### TO-DO LIST
[1] In the passage on Meredith Brooks Abbott, what job did she get after moving to San Francisco?
[2] Continue the passage on Meredith Brooks Abbott from the point where it stops.

### SELECTION
---
She attended Scripps College in Claremont, but returned home to take care of her ailing father. While back in Santa Barbara, she continued studying with artists Douglass Parshall, Richard S. Meryman, and Clarence Hinkle. Hinkle had a studio on the Riviera, and Meredith remembers it fondly because he had live models. Determined to graduate from college, she got a degree from the Art Center School in Los Angeles. 

In 1962, she moved to the East Coast because she couldn’t find a job in the arts in Santa Barbara or in Los Angeles. In New York, she worked as an illustrator in the advertising field and took night classes at the Arts Students League. Her sister Hope Brooks was there, and she married Richard S. Meryman’s son, who was a writer for Life magazineand Andrew Wyeth’s biographer. Meredith would often spend her weekends traveling to visit Meryman Sr.’s studio in Dublin, New Hampshire. There, she assisted the artist in completing portrait commissions, and she would do some of the commissions that Richard Meryman didn’t want to or couldn’t do. These included the wives of governors, and she also painted two governors.

In the ’60s, Duncan became a portfolio manager and worked in San Francisco for Bank of America. While Meredith was in New York, he would send her articles about San Francisco by Herb Caen to entice her to join him there. She and Duncan had a lot in common besides growing up together in ranches in Santa Barbara, as both of their families were involved in the arts. His mother, Margaret Hunt Abbott, was the chair of the Santa Barbara Museum of Art. Both of Meredith’s sisters, Hope and Whitney, became woodcutting artists.

In 1970, Meredith moved to San Francisco. “He married me for my car,” Meredith says mischievously. It is the classic Mustang that still sits in their driveway. While in Northern California, she got a job updating textbook illustrations to include African American people while continuing to do portrait commissions, and to paint gardens. The day they married, Duncan and Meredith bought a house in Mill Valley. On the weekends, the young couple would drive deep into Marin to paint landscapes. A gallery in the area started to represent her. 

Duncan and Meredith had three children — twins Robert and William, and Whitney. In 1974, the family returned to Santa Barbara, for Duncan decided to manage his family’s avocado ranch. “It was time to come back,” Duncan says.

Inside the studio of Meredith Brooks Abbott | Credit: Ingrid Bostrom

“I have always felt great while painting outdoors,” Meredith says. “My favorite song is ‘Don’t Fence Me In.’ It doesn’t get any better!” When she first returned to Santa Barbara, she did some portraits but eventually stopped taking commissions and dedicated herself to her landscapes and still lifes.
---
### ENTRIES PROVIDED
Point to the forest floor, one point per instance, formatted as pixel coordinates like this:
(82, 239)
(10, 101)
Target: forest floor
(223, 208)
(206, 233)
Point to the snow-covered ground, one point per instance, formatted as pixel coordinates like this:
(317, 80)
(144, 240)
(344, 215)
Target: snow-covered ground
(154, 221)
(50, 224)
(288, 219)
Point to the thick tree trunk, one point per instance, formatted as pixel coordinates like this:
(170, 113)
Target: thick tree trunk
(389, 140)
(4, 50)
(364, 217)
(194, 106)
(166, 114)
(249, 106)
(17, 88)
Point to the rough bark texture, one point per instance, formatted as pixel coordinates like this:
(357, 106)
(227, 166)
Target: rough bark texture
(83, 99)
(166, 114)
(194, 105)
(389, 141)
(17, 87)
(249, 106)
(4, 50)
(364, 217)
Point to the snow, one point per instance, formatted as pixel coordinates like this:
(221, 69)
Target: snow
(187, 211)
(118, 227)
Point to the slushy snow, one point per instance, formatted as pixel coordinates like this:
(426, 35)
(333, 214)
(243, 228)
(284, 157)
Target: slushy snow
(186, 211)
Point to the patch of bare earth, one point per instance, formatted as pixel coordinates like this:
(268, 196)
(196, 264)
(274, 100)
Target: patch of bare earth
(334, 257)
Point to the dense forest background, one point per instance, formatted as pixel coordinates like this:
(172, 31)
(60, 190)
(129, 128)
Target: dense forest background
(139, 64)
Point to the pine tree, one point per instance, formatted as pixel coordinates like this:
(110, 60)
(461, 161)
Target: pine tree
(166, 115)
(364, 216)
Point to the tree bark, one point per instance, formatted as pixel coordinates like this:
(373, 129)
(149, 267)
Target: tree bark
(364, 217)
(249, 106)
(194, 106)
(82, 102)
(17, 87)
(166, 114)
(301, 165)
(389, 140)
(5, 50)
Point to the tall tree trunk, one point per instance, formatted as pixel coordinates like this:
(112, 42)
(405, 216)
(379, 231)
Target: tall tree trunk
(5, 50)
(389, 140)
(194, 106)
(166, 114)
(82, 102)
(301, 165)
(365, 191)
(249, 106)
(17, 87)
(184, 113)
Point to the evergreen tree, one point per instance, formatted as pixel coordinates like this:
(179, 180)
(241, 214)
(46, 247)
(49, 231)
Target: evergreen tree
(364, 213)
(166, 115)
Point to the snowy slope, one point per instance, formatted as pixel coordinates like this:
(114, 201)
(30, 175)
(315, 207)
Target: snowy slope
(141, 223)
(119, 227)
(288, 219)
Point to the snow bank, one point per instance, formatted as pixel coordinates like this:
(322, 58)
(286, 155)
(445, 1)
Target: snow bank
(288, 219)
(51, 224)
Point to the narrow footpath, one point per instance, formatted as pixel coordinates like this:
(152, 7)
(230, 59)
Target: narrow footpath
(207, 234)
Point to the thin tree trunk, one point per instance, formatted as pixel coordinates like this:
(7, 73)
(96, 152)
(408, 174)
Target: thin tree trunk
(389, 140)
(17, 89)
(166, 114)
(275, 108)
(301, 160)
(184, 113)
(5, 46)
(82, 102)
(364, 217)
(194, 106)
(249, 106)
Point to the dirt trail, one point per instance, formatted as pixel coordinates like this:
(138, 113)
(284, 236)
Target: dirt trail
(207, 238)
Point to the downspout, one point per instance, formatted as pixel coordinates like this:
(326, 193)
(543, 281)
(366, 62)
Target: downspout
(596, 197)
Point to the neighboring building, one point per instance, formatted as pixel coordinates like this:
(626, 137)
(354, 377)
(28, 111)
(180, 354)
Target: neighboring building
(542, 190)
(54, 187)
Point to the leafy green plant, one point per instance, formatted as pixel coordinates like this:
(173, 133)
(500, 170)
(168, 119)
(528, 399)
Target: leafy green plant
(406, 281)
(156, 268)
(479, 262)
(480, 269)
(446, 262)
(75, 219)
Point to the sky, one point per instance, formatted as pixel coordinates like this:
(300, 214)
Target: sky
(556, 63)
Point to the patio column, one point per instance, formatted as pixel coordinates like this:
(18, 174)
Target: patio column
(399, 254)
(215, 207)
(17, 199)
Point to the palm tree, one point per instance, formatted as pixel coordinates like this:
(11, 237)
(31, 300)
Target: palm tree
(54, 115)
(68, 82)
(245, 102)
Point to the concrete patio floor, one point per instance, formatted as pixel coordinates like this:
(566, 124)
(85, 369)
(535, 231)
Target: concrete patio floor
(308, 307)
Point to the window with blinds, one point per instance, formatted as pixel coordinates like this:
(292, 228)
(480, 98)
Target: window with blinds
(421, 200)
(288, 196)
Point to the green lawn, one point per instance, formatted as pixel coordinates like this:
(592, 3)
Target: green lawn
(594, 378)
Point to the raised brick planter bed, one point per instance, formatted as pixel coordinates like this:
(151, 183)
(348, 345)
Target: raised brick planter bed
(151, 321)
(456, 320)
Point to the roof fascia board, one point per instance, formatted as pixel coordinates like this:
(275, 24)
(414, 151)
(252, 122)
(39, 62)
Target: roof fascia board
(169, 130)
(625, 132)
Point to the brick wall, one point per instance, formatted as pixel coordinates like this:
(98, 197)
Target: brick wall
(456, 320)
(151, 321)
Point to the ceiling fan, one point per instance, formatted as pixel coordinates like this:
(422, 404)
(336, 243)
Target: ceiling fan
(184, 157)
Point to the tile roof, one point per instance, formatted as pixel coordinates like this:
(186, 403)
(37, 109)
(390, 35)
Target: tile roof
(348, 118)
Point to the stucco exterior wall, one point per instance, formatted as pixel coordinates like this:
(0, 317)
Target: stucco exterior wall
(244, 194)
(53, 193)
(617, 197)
---
### SOLVED TASKS
[1] She got a job updating textbook illustrations to include African American people.

[2]
Inside the studio of Meredith Brooks Abbott | Credit: Ingrid Bostrom

In 1979, Walter Silva started showing her work in his Gallery De Silva in Montecito. “It was a breakthrough for me,” she says. Painter Arturo Tello remembers this time: “I met Meredith when I first moved to Carpinteria back in 1979. I was taking an adult ed landscape painting class with James Armstrong, who was a partner with Mr. Walter Silva, owner of Gallery De Silva in Montecito, and I began working there. They specialized in early California painters with a few living artists, including Meredith Brooks Abbott. Meredith’s work seemed to me to be on a par in quality with the dead artists, so I started calling her ‘the late Meredith Abbott.’ ” 

Tello, Meredith, and fellow painter Marcia Burtt started a friendship forged by working outdoors together. Eventually, Arturo and Ray Strong would start the Oak Group and Meredith became a member, among others. Established in 1986, the Oak Group was the first group of artists exhibiting to preserve open spaces. They still actively fight to protect land for wildlife, recreation, ranching, and farming. Its painters make visual records, drawing attention to lands we stand to lose and generating funds to protect them. 

On one of the days I met with Meredith, she and Whitney were planning to go painting at More Mesa because the land is being threatened by imminent development. Half of the proceeds of the sales of their paintings will go toward the preservation of the open space. “I have such a strong love for landscapes,” Meredith confesses. “I like being alone. You’re pretty much by yourself. I like being outside. I like documenting areas that are changing. Drawing attention to development, to the changing culture, to the changing of access.”

Artist Meredith Brooks Abbott | Credit: Ingrid Bostrom

Meredith’s reputation as one of Santa Barbara’s greatest artists bourgeoned. In the mid-’80s, Marlene Schultz started showing her work at the Arlington Gallery, followed by Maureen Murphy on Coast Village. Her work would be shown in Oak Group shows at the Easton Gallery, and eventually, she found her permanent home at Sullivan Goss Gallery, where the exhibit Capturing Our Time is her seventh solo show.

“Meredith’s work is compelling for a number of reasons,” said her colleague Marcia Burtt. “She has a way of turning an ordinary vista into something special just by the way she paints it. She knows how to make a simple, two-dimensional form out of something complex and fussy, and on the other hand, she knows how to focus on something we might overlook and make it formidably voluptuous. A vase of eucalyptus branches, for example. Meredith has a unique ability to see a tiny section of landscape miles away and bring it forward to take up a canvas, giving her the ability to create paintings of subjects no one else sees.”

On my last visit, I sat with Meredith, Duncan, and Whitney on their lovely porch overlooking the garden that Meredith built. Her studio is next to us, and the intrinsic power of the mountains is in front of us. There’s a pause in our lively conversation. We all seemed to be taking in the surroundings and the beauty of that mid-April morning. Meredith breaks the silence: “Sometimes, I feel the mechanics of painting were better when I was younger, but now I come from a different place because of my life experience.”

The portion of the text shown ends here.